• Point localization data:
● ● ● ● ● ● ●
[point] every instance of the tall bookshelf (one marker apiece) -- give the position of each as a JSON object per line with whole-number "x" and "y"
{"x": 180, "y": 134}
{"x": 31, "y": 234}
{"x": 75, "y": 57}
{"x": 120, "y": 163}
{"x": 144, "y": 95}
● ● ● ● ● ● ●
• TASK ITEM: The data given before this task must be transcribed exactly and in full.

• REPLY:
[point] every instance of the tall bookshelf (one marker apiece) -- give the position of each as a JSON object per line with whole-number "x" and "y"
{"x": 180, "y": 134}
{"x": 31, "y": 234}
{"x": 75, "y": 57}
{"x": 120, "y": 163}
{"x": 144, "y": 95}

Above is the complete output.